ACTIVITY =>
This exercise asks for the records to be retyped exactly as they read.

Stored dataset items =>
========

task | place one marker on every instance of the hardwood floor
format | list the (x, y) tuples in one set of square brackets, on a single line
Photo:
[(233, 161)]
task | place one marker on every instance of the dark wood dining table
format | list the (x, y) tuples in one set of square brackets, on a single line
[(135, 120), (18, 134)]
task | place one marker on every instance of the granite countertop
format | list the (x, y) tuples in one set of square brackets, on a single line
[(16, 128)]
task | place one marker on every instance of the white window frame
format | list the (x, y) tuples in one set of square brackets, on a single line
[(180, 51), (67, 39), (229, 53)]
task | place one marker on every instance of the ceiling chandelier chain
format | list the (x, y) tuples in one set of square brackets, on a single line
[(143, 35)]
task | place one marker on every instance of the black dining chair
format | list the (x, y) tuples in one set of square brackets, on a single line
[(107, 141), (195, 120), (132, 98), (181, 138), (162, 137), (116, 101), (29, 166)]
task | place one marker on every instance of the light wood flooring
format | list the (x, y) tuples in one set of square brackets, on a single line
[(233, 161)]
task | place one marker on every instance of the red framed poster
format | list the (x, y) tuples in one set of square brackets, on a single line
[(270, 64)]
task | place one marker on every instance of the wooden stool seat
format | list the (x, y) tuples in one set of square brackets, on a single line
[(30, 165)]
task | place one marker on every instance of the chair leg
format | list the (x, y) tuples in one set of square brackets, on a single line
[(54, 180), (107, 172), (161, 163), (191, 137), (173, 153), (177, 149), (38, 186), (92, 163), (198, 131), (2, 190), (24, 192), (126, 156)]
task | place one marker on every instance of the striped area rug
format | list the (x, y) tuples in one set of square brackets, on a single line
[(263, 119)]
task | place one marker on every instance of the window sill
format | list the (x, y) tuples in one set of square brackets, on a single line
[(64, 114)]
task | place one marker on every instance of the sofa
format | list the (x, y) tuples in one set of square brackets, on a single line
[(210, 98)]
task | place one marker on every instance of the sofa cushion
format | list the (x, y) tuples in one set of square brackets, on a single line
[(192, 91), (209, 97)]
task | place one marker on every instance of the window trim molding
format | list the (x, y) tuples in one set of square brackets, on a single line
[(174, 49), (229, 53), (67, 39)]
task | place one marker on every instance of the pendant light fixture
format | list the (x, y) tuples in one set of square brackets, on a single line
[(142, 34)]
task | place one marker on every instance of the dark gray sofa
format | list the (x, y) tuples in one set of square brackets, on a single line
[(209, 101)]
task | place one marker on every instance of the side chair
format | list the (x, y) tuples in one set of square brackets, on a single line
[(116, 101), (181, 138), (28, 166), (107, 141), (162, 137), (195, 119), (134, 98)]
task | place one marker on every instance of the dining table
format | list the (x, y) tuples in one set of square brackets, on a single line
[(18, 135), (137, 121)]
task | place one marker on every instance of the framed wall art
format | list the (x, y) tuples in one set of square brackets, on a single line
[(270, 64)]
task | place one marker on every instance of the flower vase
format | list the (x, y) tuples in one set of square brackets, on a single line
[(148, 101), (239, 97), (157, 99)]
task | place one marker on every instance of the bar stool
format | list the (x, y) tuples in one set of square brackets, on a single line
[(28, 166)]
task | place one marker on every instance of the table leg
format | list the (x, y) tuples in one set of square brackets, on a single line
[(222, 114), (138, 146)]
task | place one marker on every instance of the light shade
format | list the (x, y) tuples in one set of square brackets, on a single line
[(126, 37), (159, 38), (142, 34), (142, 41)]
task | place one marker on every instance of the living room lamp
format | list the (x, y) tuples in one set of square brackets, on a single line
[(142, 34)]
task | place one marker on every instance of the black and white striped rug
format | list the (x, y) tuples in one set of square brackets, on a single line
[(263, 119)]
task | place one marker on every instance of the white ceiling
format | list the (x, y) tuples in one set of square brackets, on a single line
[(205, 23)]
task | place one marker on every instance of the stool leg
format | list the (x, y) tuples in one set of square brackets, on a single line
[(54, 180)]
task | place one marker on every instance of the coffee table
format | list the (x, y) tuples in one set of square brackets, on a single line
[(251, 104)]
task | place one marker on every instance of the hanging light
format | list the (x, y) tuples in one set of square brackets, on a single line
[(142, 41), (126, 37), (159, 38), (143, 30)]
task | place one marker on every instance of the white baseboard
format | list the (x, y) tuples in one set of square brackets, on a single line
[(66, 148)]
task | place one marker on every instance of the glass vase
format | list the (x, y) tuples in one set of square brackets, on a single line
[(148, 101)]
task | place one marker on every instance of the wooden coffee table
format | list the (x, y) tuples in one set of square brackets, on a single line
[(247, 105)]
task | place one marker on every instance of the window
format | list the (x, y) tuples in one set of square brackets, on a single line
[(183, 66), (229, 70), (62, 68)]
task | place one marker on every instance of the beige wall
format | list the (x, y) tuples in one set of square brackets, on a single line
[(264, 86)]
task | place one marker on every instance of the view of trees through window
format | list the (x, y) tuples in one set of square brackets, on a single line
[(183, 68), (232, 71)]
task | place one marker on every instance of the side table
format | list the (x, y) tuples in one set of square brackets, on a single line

========

OUTPUT FOR THIS TASK =>
task | place one marker on every instance of the hardwood floor
format | list the (x, y) tuples in one set of square brackets, on a single line
Photo:
[(233, 161)]
task | place one marker on every instance of the dark wood dining table
format | list the (x, y) tuples in one set of square brackets, on a single line
[(135, 120), (18, 134)]
task | place one marker on every instance of the granite countertop
format | list the (x, y) tuples in one set of square brackets, on a single line
[(16, 128)]
task | place one marker on every instance of the white window frame
format | list the (x, y) tuples in one set of square brackets, on a single line
[(180, 51), (67, 39), (229, 53)]
task | place one marker on every instance of the ceiling chandelier chain
format | list the (x, y) tuples in one set of square brackets, on a single line
[(143, 35)]
task | place one marker on every instance of the black dining chair
format | list the (x, y) tuples in one set of square brackets, on a single line
[(107, 141), (195, 120), (132, 98), (181, 138), (162, 137), (116, 101), (29, 166)]
task | place one marker on every instance of the light wood flooring
format | list the (x, y) tuples in one set of square brackets, on a single line
[(233, 161)]
task | place one marker on every instance of the red framed poster
format | list the (x, y) tuples in one set of square brackets, on a single line
[(270, 64)]
task | place one marker on every instance of the wooden stool seat
format | list the (x, y) tuples in one set of square brackets, on a single line
[(30, 165)]
task | place one marker on every instance of the chair leg
format | list the (x, y) tuples in one set of square brackets, on a single line
[(54, 180), (107, 172), (161, 163), (191, 137), (173, 153), (177, 149), (38, 186), (92, 163), (198, 131), (2, 190), (24, 192), (126, 156)]
task | place one marker on every instance of the striped area rug
format | list the (x, y) tuples in one set of square brackets, on a single line
[(263, 119)]
task | place one marker on every instance of the window sill
format | list the (x, y) tuples in one set of square brackets, on a single line
[(64, 114)]
task | place one marker on every instance of the sofa
format | list the (x, y) tuples in one set of square brackets, on a single line
[(210, 98)]
task | place one marker on every instance of the sofa cushion
format | list the (x, y) tuples in one set of square brackets, on a single line
[(192, 91), (209, 97)]
task | place one marker on every instance of the window trim molding
format | list the (x, y) tuples in one set of square brackets, on a single line
[(174, 49), (229, 53), (67, 39)]
task | place one marker on every instance of the pendant light fixture
format | list the (x, y) tuples in one set of square brackets, on a single line
[(142, 34)]
task | place one marker on every instance of the dark gray sofa
format | list the (x, y) tuples in one set of square brackets, on a single line
[(209, 101)]
task | place one marker on every instance of the side chair
format | list the (x, y) tuples in one set of square brackets, on a single line
[(116, 101), (181, 138), (28, 166), (107, 141), (162, 137), (195, 119), (134, 98)]
task | place one marker on every instance of the dining table
format | list the (x, y) tuples in one set of square brackets, on a single line
[(18, 135), (137, 121)]
task | place one marker on every instance of the framed wall art
format | list the (x, y) tuples in one set of square brackets, on a single line
[(270, 64)]
task | place one marker on every instance of the flower vase
format | list the (x, y) tuples in one set of square brackets, on a single line
[(148, 101), (239, 97), (157, 99)]
task | place one marker on every instance of the bar stool
format | list the (x, y) tuples in one set of square brackets, on a single line
[(28, 166)]
task | place one marker on every instance of the table leg
format | list the (x, y) tuples in one set of square brackets, on a single line
[(222, 114), (138, 146)]
task | place one marker on every instance of the light shade
format | list the (x, y) tuples in one set of square brackets, on a single line
[(126, 37), (159, 38), (142, 34), (142, 41)]
task | place one marker on every instance of the living room lamp
format | list the (x, y) tuples in one set of square brackets, on a single line
[(142, 34)]
task | place one marker on every instance of the black and white striped rug
format | list the (x, y) tuples in one set of square brackets, on a single line
[(263, 119)]
task | place one marker on every instance of the white ceiling
format | list the (x, y) tuples in one set of square brackets, on a single line
[(205, 23)]
task | place one marker on every instance of the stool leg
format | list the (x, y) tuples in one set of square brackets, on a single line
[(54, 180)]
task | place one marker on every instance of the coffee table
format | list the (x, y) tuples in one set of square brackets, on a single line
[(251, 104)]
task | place one marker on every instance of the hanging light
format | list the (x, y) tuples in one set of square brackets, on a single line
[(142, 41), (126, 37), (159, 38), (143, 30)]
task | place one marker on every instance of the white baseboard
format | list the (x, y) tuples in one set of square brackets, on a single line
[(66, 148)]
task | place one marker on every instance of the glass vase
format | list the (x, y) tuples in one set of square brackets, on a single line
[(148, 101)]
task | place one marker on every instance of the wooden coffee table
format | list the (x, y) tuples in one set of square brackets, on a single line
[(247, 105)]
task | place one marker on every instance of the window
format | list the (x, y) tuples in one set of square brackets, on a single line
[(183, 66), (229, 70), (62, 68)]
task | place one marker on every instance of the beige wall
format | list the (x, y) tuples in one set of square brackets, on a single line
[(264, 86)]
task | place one marker on every instance of the view of trees through window
format | list the (x, y) tuples in one set of square brackets, on a single line
[(183, 68), (232, 71)]
task | place one marker on every instance of the side table
format | list the (x, y) tuples in one set of square brackets, on a single line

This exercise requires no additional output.